- PROMPT -
Please reproduce the records exactly, leaving out any pictures.

- Photo-based referring expression data -
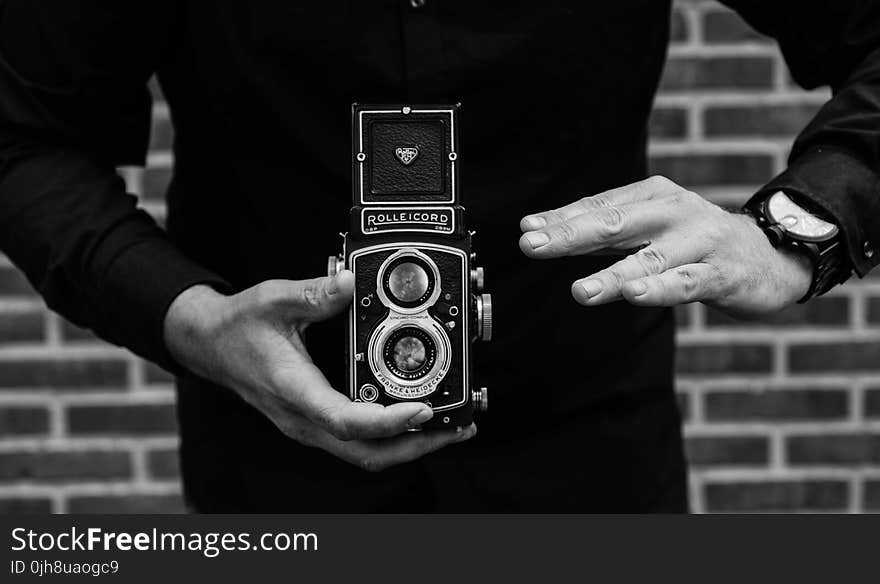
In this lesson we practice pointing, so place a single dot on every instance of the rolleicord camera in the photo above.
(418, 305)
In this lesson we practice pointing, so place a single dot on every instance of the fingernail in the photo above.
(535, 222)
(333, 286)
(536, 240)
(638, 287)
(420, 418)
(591, 287)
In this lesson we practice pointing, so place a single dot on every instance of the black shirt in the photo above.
(556, 96)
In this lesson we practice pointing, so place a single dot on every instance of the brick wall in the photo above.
(780, 416)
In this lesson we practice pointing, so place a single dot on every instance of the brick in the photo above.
(23, 421)
(713, 359)
(139, 420)
(668, 123)
(814, 495)
(758, 121)
(156, 183)
(855, 356)
(717, 73)
(833, 449)
(728, 27)
(701, 170)
(776, 405)
(63, 373)
(153, 374)
(25, 327)
(873, 308)
(64, 466)
(72, 333)
(25, 506)
(727, 451)
(872, 496)
(872, 403)
(163, 464)
(140, 504)
(14, 283)
(161, 134)
(678, 27)
(825, 311)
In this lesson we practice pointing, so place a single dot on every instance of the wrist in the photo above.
(191, 322)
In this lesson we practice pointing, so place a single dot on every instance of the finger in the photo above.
(680, 285)
(612, 227)
(308, 392)
(644, 190)
(311, 300)
(605, 286)
(378, 455)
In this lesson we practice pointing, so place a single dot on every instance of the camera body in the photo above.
(418, 305)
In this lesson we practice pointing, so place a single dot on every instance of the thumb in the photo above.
(321, 298)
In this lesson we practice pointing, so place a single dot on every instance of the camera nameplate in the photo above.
(434, 220)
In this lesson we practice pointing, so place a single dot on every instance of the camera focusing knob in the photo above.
(478, 278)
(335, 264)
(480, 397)
(484, 317)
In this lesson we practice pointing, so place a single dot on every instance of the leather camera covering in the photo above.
(405, 155)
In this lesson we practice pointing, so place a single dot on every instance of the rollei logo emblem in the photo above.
(406, 154)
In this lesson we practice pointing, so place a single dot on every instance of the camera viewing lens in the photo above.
(408, 282)
(409, 354)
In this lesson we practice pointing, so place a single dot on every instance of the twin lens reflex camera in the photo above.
(418, 303)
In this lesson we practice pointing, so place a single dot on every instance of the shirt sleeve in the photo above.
(835, 161)
(74, 104)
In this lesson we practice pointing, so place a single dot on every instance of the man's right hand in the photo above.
(253, 343)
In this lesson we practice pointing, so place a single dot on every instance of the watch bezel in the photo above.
(772, 220)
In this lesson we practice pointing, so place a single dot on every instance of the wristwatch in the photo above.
(790, 221)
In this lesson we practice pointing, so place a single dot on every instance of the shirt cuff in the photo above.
(137, 290)
(844, 187)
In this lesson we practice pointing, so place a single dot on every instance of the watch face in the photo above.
(797, 221)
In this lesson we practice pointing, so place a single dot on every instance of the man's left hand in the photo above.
(682, 249)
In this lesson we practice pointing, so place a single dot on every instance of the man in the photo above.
(556, 97)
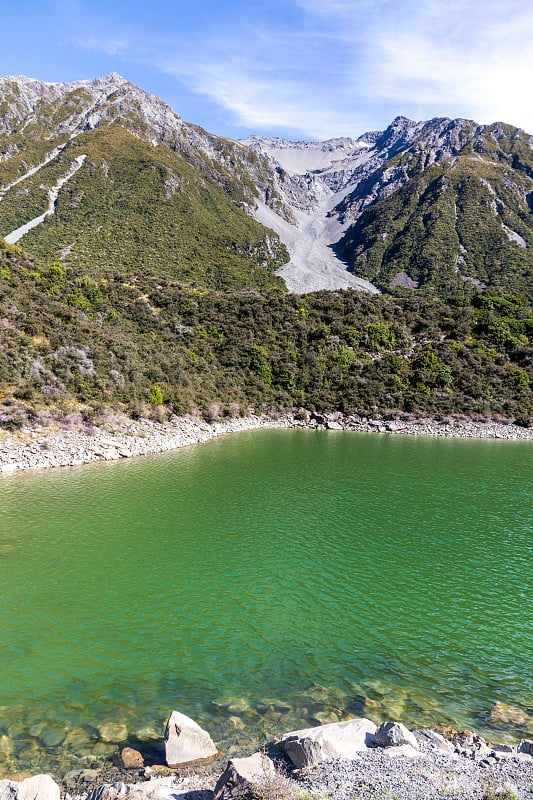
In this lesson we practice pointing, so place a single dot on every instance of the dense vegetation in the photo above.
(69, 339)
(464, 218)
(137, 207)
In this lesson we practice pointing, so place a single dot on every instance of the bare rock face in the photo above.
(186, 742)
(244, 775)
(394, 734)
(38, 787)
(311, 746)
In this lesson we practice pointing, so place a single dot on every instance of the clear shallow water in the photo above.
(263, 582)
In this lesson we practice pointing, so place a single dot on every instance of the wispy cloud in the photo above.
(339, 67)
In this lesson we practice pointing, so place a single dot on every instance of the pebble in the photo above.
(71, 447)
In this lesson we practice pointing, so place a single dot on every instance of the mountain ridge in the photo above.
(154, 279)
(367, 212)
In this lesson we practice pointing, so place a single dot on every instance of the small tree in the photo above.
(156, 395)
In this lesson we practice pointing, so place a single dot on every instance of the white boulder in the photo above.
(38, 787)
(311, 746)
(186, 742)
(394, 734)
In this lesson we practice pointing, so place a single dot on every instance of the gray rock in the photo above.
(113, 732)
(8, 790)
(405, 750)
(38, 787)
(394, 734)
(311, 746)
(244, 775)
(505, 748)
(186, 742)
(526, 746)
(108, 791)
(131, 759)
(435, 740)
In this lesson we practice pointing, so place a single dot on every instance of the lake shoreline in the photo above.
(59, 444)
(421, 763)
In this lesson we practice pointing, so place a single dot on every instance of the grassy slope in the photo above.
(70, 339)
(143, 209)
(445, 223)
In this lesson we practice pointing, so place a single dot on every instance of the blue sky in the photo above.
(304, 69)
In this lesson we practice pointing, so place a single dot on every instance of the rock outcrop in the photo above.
(244, 775)
(311, 746)
(186, 742)
(394, 734)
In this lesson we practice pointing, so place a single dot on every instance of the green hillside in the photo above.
(136, 208)
(70, 341)
(465, 218)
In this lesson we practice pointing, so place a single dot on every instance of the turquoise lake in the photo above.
(262, 582)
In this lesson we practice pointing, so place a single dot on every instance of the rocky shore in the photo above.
(40, 446)
(350, 760)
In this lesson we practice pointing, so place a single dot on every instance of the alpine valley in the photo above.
(149, 265)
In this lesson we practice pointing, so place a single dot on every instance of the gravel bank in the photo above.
(40, 447)
(379, 775)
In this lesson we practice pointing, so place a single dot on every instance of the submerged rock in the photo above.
(502, 715)
(130, 758)
(311, 746)
(244, 776)
(186, 742)
(113, 732)
(38, 787)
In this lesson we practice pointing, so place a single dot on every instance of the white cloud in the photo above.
(345, 66)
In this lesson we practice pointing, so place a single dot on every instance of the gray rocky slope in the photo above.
(309, 193)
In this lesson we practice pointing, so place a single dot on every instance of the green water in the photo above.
(263, 582)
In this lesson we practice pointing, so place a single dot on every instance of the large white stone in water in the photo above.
(311, 746)
(186, 741)
(38, 787)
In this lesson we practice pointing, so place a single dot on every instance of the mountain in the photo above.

- OUTPUT FOR THIS EXERCISE -
In this lesson we practice pointing, so place a single dot on every instance of the rolleicord camera in the photo above.
(418, 305)
In this lesson we practice pointing, so place a single dot on every instance of the fingernail in the photo above.
(535, 222)
(333, 286)
(536, 240)
(638, 287)
(420, 418)
(591, 287)
In this lesson we practice pointing, so place a single dot on every instance of the black shirt in the photo above.
(556, 96)
In this lesson we practice pointing, so place a single dot on every instance of the brick wall in the photo above.
(780, 416)
In this lesson we practice pointing, so place a single dot on every instance of the brick in the photo above.
(23, 421)
(713, 359)
(139, 420)
(668, 123)
(814, 495)
(758, 121)
(156, 183)
(855, 356)
(717, 73)
(833, 449)
(728, 27)
(701, 170)
(776, 405)
(63, 373)
(153, 374)
(25, 327)
(873, 308)
(64, 466)
(72, 333)
(25, 506)
(727, 451)
(872, 496)
(872, 403)
(163, 464)
(140, 504)
(14, 283)
(161, 134)
(678, 27)
(825, 311)
In this lesson we practice pointing, so place a single dot on every instance of the wrist in the photo above.
(191, 322)
In this lesson we practice pointing, so place a single dot on every instance of the finger in the photo above.
(680, 285)
(612, 227)
(308, 392)
(644, 190)
(311, 300)
(605, 286)
(378, 455)
In this lesson we practice pointing, so place a single dot on every instance of the camera body in the photo above.
(418, 305)
In this lesson we practice pointing, so place a single dot on every instance of the thumb in the photo above.
(321, 298)
In this lesson we practice pointing, so place a single dot on every instance of the camera nameplate in the photo above.
(434, 220)
In this lesson we practice pointing, so place a single dot on every instance of the camera focusing knob in the photo above.
(478, 278)
(335, 264)
(480, 397)
(484, 317)
In this lesson we practice pointing, so place a single dot on every instance of the leather camera covering in the photo above.
(405, 155)
In this lesson we practice pointing, so place a single dot on every instance of the rollei logo emblem in the photo above.
(406, 154)
In this lesson we practice pointing, so place a single dot on every instance of the camera viewing lens in the photo above.
(408, 282)
(409, 354)
In this lesson we practice pointing, so place a single dot on every instance of the twin lens reflex camera in the photo above.
(418, 303)
In this lesson we practice pointing, so place a single dot on every instance of the shirt sleeve in the photo above.
(835, 161)
(74, 104)
In this lesson we practice pointing, so place a single dot on every instance of the man's right hand in the photo above.
(253, 343)
In this lesson we practice pointing, so place a single dot on every instance of the watch bezel in the photo above.
(772, 220)
In this lesson we practice pointing, so place a single dot on every instance of the wristwatch in the photo above.
(790, 221)
In this lesson we practice pointing, so place a single dot on every instance of the shirt cuff in the photo above.
(137, 290)
(844, 187)
In this lesson we practice pointing, so place a single dot on every instance of the watch face in the photo above.
(797, 221)
In this lesson we practice pointing, so place a single dot on every instance of the man's left hand in the photo above.
(682, 249)
In this lesson we practice pointing, so place a single dot on every instance of the man in the photo above.
(556, 97)
In this lesson we practice pointing, so place a single dot on every instance of the dense vegetation in the photo above.
(69, 339)
(464, 218)
(137, 207)
In this lesson we practice pointing, so place a single dot on every instance of the bare rock face in the photo above.
(186, 742)
(244, 775)
(394, 734)
(38, 787)
(311, 746)
In this lesson we practice pointing, so place a single dot on every instance of the clear shallow water in the photo above.
(263, 582)
In this lesson we practice pointing, so place a single dot on every instance of the wispy cloud in the photo above.
(339, 67)
In this lesson we practice pointing, so place a single dot on every instance of the pebble in the photo above.
(71, 447)
In this lesson we practice pointing, so place a single dot on every instance of the mountain ridge in the photo above.
(154, 279)
(367, 212)
In this lesson we practice pointing, so place a single dot on every instance of the small tree in the photo above.
(156, 395)
In this lesson we practice pointing, so place a single dot on every instance of the white boulder in the photo above.
(38, 787)
(311, 746)
(186, 742)
(394, 734)
In this lesson we practice pointing, so place a single dot on every instance of the gray rock in the photo above.
(113, 732)
(8, 790)
(405, 750)
(38, 787)
(394, 734)
(311, 746)
(244, 775)
(505, 748)
(186, 742)
(526, 746)
(108, 791)
(131, 759)
(435, 740)
In this lesson we practice pointing, so place a single dot on every instance of the lake shoreline in the photo above.
(59, 444)
(421, 763)
In this lesson we practice pointing, so place a single dot on every instance of the grassy slope in the photo above.
(70, 339)
(143, 209)
(445, 223)
In this lesson we practice pointing, so place a single dot on every instance of the blue sky in the photo above.
(304, 69)
In this lesson we practice pointing, so place a single dot on every instance of the rock outcrop in the photo above.
(244, 775)
(311, 746)
(186, 742)
(394, 734)
In this lesson we practice pointing, so place a single dot on every instance of the green hillside in the photo above.
(136, 208)
(70, 341)
(465, 218)
In this lesson we practice pointing, so place a single dot on every instance of the turquoise lake in the photo above.
(262, 582)
In this lesson we practice pointing, so place a single dot on every instance of the rocky shore in the photo above.
(40, 446)
(350, 760)
In this lesson we practice pointing, so place a single dot on every instance of the alpine valley in the photo above.
(149, 265)
In this lesson we practice pointing, so place a single dot on every instance of the gravel bank in the photo above.
(40, 447)
(379, 775)
In this lesson we practice pointing, so place a single dot on every instance of the submerged rock in the photo above.
(502, 715)
(130, 758)
(311, 746)
(244, 776)
(186, 742)
(113, 732)
(38, 787)
In this lesson we practice pointing, so place a single dot on every instance of the white cloud in the photo above.
(345, 66)
In this lesson we practice pointing, so place a single dot on every instance of the gray rocky slope in the photo above.
(309, 193)
In this lesson we practice pointing, so place a single dot on every instance of the green water in the photo above.
(263, 582)
In this lesson we practice pointing, so place a single dot on every instance of the large white stone in water in the photo above.
(311, 746)
(186, 741)
(38, 787)
In this lesson we practice pointing, so place a single dot on every instance of the mountain in the photo above.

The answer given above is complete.